Exercise instructions :: Can you write out, exactly as they appear, all the lines from the start of the records down to and including the line that contains "positive clicks: (959, 121)"?

Source data ::
----------------

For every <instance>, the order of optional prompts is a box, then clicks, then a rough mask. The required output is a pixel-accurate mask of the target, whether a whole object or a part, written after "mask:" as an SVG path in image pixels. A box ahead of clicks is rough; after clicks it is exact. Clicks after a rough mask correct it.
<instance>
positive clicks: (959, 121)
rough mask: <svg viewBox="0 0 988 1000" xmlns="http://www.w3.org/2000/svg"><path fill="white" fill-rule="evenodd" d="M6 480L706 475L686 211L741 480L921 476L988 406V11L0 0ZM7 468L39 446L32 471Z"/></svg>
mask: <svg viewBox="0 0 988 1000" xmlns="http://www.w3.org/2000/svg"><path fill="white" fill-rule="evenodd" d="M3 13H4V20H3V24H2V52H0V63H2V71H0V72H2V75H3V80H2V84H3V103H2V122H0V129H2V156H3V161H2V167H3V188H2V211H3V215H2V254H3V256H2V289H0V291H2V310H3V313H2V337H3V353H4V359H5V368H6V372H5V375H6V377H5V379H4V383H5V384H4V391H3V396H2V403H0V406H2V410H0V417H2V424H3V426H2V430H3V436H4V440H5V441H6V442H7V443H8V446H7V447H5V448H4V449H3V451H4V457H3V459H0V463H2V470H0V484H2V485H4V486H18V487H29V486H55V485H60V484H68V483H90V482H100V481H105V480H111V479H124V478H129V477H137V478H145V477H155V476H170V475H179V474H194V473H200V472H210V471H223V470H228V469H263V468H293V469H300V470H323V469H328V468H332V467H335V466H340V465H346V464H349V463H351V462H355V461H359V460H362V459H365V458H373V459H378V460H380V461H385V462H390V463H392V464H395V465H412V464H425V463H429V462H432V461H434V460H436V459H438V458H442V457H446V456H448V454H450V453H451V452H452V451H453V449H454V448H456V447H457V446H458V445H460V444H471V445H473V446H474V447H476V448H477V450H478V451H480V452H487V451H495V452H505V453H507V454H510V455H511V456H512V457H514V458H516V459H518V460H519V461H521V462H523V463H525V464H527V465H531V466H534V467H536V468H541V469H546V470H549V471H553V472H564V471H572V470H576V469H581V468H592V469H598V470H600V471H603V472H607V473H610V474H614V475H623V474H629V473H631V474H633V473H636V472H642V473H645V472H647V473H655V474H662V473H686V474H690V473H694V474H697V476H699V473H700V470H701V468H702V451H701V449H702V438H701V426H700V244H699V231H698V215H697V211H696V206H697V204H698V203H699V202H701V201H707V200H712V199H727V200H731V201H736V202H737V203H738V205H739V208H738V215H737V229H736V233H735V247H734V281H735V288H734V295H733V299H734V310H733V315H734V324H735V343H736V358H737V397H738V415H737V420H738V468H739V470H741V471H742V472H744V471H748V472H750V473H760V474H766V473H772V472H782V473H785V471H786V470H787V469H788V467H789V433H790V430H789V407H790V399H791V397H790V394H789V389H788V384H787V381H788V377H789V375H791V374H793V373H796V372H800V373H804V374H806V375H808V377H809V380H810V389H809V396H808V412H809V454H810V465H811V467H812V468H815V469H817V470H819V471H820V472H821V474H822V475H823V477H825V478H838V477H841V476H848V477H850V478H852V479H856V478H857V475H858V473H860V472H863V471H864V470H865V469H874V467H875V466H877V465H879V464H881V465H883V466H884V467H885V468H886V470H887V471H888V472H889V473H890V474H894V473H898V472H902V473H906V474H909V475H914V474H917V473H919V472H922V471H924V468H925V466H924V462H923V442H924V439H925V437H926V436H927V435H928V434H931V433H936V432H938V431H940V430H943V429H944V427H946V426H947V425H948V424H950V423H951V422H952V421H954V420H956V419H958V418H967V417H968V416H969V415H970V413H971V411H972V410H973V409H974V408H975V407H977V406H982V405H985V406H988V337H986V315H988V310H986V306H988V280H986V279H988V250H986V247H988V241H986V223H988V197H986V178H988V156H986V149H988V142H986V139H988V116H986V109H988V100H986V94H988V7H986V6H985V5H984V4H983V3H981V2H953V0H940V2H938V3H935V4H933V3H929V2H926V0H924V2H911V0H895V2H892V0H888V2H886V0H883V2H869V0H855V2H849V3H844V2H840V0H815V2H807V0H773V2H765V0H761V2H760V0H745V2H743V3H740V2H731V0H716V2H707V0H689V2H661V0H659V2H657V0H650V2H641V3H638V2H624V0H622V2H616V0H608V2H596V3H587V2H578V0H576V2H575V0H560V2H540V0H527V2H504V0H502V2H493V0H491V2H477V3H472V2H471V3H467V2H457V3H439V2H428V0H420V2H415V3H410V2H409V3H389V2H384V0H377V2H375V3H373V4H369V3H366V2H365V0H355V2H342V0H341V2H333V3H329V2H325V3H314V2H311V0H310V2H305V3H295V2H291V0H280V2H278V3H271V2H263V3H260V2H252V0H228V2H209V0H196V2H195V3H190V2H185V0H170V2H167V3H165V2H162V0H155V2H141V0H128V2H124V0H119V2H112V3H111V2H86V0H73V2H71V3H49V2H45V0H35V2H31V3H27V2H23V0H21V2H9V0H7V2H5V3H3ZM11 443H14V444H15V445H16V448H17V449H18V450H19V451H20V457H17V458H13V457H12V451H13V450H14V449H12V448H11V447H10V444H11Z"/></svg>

----------------

Response area ::
For every <instance>, the order of optional prompts is a box, then clicks, then a rough mask. The required output is a pixel-accurate mask of the target, whether a whole object or a part, written after "mask:" as an SVG path in image pixels. A box ahead of clicks is rough; after clicks it is exact. Clicks after a rough mask correct it.
<instance>
positive clicks: (959, 121)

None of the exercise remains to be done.